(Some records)
※

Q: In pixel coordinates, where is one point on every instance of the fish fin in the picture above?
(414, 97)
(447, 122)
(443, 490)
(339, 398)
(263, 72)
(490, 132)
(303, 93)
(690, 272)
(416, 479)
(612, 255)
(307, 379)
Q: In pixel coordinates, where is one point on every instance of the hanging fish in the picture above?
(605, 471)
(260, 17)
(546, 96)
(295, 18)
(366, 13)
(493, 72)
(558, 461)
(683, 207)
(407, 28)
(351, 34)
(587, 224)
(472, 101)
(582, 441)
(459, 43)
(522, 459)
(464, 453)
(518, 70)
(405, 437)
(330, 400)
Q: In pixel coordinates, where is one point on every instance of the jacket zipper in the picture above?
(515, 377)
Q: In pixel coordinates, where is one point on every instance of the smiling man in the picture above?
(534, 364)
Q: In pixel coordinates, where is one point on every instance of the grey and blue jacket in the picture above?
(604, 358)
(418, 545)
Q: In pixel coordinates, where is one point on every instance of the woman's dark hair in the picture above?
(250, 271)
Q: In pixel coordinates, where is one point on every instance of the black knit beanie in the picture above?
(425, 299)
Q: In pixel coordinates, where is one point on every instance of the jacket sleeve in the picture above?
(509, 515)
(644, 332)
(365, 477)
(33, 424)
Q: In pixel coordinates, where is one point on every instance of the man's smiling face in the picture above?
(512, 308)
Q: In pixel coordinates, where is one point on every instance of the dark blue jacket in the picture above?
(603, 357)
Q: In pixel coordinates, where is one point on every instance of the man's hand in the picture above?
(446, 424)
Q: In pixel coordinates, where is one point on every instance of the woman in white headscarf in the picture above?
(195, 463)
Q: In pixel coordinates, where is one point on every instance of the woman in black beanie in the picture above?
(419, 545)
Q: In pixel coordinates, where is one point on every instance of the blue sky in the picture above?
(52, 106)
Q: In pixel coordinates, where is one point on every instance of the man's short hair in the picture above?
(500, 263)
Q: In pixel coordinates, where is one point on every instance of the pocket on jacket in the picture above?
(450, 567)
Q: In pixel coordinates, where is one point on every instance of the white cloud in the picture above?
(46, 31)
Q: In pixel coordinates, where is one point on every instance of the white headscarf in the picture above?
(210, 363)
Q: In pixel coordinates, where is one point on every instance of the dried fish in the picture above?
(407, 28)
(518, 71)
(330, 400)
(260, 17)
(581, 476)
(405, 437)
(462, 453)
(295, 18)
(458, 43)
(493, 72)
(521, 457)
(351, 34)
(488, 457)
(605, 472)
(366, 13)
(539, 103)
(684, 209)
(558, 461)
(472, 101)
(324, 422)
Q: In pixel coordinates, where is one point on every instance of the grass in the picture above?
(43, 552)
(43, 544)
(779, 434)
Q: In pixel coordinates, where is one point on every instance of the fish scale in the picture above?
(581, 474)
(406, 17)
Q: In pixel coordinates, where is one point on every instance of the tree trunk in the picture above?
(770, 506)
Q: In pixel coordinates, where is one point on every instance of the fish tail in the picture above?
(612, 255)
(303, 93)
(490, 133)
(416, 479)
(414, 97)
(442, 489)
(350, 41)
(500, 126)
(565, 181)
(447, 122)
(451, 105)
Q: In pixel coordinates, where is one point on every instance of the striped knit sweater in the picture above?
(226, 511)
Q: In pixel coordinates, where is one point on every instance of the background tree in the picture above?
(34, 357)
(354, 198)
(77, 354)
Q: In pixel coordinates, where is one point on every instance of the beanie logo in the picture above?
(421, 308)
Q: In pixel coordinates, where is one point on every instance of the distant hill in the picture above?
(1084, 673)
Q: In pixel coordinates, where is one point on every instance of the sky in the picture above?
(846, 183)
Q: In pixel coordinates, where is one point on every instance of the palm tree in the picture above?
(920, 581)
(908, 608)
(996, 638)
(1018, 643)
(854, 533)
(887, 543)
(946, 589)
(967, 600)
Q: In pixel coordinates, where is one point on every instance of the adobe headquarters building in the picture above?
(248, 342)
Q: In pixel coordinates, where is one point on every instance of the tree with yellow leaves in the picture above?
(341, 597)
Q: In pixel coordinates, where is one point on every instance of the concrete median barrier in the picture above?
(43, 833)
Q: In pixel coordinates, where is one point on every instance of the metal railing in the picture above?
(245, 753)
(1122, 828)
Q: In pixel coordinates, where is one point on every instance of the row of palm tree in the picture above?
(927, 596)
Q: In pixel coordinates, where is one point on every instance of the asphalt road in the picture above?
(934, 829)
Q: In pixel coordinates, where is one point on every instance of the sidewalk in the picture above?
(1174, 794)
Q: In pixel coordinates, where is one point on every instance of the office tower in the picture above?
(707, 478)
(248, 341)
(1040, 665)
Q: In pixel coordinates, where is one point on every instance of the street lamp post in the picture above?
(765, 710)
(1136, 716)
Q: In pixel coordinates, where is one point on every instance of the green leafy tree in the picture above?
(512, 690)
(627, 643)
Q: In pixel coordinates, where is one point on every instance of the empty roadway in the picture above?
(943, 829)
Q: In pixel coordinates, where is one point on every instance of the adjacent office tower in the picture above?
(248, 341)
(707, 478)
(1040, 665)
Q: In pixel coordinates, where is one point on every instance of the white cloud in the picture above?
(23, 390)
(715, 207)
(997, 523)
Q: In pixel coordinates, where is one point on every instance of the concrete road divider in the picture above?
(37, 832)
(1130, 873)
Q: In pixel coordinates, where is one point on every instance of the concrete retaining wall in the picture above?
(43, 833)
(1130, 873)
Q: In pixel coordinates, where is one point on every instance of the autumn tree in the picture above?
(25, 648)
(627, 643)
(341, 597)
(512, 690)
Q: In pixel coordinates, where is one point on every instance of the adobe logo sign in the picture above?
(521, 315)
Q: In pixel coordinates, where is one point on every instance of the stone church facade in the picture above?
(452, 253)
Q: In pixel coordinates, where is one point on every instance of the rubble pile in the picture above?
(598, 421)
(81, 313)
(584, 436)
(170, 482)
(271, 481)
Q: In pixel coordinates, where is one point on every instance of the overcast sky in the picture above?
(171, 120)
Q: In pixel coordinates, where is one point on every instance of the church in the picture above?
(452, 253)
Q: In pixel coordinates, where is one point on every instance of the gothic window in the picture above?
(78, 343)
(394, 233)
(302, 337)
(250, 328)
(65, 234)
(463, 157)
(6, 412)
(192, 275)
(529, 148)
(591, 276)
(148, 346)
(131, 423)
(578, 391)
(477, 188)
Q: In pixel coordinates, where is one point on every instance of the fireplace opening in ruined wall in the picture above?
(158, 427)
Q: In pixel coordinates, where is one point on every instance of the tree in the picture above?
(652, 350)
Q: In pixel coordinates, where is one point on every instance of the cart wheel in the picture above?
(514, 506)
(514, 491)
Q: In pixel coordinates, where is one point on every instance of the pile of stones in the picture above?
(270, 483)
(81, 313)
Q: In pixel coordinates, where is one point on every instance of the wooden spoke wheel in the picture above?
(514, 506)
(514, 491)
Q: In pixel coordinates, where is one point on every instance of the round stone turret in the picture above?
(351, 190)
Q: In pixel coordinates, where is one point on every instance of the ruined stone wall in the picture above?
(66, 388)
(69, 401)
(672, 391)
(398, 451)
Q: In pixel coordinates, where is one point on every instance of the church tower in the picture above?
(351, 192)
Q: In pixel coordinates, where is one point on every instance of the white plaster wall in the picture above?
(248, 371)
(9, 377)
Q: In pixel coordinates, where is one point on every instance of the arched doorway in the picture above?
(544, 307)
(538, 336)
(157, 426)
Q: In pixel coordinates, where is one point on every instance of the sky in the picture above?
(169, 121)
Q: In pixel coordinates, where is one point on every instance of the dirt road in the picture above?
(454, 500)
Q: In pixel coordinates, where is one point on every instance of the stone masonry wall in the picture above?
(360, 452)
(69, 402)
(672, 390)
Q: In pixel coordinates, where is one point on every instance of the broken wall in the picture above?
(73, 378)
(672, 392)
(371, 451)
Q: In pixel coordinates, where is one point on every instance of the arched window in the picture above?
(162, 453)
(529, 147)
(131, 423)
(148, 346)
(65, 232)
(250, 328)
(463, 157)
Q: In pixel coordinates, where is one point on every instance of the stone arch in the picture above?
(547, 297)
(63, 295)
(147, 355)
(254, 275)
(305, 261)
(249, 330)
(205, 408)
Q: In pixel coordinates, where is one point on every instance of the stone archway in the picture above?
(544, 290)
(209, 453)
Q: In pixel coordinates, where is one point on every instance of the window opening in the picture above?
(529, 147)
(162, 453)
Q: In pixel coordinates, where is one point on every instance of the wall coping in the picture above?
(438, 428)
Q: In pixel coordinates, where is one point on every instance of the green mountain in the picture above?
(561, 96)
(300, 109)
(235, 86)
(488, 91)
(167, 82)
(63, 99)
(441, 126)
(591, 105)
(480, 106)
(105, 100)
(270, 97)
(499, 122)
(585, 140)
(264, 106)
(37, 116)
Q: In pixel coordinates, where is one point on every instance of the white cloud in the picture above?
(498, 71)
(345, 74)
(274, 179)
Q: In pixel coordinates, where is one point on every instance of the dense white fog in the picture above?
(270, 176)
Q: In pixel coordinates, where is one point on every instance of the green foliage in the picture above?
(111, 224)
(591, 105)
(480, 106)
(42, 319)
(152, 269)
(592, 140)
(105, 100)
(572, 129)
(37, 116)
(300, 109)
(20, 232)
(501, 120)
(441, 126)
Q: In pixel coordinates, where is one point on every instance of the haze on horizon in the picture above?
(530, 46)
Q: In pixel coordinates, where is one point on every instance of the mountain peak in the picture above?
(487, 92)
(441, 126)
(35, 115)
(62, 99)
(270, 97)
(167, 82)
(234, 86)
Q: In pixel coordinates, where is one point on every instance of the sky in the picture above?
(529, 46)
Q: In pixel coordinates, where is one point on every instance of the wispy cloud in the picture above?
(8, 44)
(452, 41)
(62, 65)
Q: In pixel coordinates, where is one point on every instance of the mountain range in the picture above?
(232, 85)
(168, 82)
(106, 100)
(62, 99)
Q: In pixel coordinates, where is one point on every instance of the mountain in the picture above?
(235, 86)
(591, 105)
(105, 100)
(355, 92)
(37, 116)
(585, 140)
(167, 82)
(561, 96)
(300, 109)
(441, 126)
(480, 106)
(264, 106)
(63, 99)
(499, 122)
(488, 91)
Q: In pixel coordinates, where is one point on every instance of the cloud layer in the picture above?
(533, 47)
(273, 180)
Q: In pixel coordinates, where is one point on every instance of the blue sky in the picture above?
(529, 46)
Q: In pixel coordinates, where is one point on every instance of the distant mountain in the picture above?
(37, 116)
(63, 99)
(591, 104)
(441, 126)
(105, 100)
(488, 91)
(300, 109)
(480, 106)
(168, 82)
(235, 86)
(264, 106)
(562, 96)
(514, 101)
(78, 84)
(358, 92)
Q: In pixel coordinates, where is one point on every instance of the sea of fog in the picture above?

※

• _WRITTEN PROBLEM_: Render the lines of the material starting at the one containing "barrier in the picture above?" and ending at the one containing "(1122, 828)", both included, as a Markdown table with the columns Row and Line. Number each line in Row, put its text in Line, and leave out any blank lines.

• _TASK ANSWER_:
| Row | Line |
|---|---|
| 1 | Q: In pixel coordinates, where is one point on every instance of the concrete median barrier in the picture above? |
| 2 | (43, 833) |
| 3 | Q: In pixel coordinates, where is one point on every instance of the metal railing in the picture above? |
| 4 | (245, 753) |
| 5 | (1122, 828) |